Copy out all the items below, requests included, and add 119 to every x and y coordinate in the answers.
[START]
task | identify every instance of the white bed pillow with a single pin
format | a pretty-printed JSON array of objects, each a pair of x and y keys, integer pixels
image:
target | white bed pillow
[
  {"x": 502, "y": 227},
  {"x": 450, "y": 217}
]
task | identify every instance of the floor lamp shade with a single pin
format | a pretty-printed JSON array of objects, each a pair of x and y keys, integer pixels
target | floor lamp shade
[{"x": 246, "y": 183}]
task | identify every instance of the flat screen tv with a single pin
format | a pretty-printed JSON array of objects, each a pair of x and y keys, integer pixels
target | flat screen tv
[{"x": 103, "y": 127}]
[END]
## CORRECT RESULT
task | identify every instance of the white bed pillow with a single pin
format | a pretty-printed JSON array of objects, each a pair of x and y keys, integer pixels
image:
target | white bed pillow
[
  {"x": 621, "y": 346},
  {"x": 569, "y": 336}
]
task | identify every instance of the floor lamp shade with a single pin
format | a pretty-printed JSON array of objects, each a pair of x and y keys, integer pixels
target | floor lamp shade
[{"x": 365, "y": 302}]
task | identify every instance of the flat screen tv with a single pin
format | a pretty-printed JSON array of objects, each a pair of x and y keys, integer pixels
target | flat screen tv
[{"x": 222, "y": 246}]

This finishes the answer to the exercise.